__Required task__
Turn the lines from the one containing "I need to verify whether any person's" through the one containing "443, 474, 499, 573", both included, into a Markdown table with the columns Number and Record line. Leave out any blank lines.

[Begin Input]

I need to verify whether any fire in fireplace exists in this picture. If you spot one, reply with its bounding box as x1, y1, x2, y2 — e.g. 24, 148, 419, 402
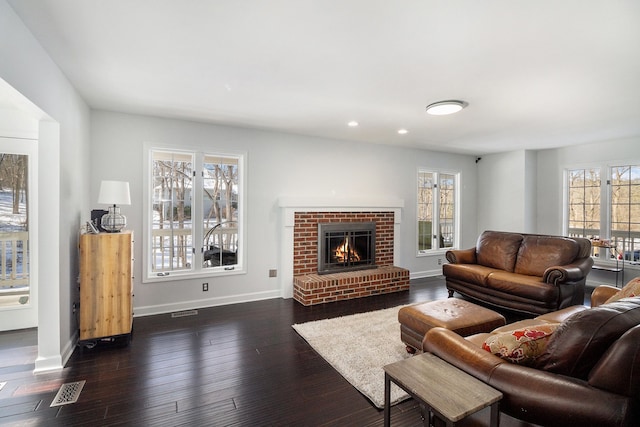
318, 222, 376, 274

[End Input]
[Begin Input]

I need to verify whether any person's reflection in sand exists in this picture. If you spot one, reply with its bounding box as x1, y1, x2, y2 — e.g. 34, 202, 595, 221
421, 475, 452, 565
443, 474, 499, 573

[End Input]

__Written response__
| Number | Record line |
|---|---|
| 1 | I need to verify whether any person's reflection in sand exists in this picture. If you spot one, reply with its bounding box as x1, y1, x2, y2 — e.g. 34, 202, 595, 221 |
| 2 | 421, 475, 452, 565 |
| 3 | 443, 474, 499, 573 |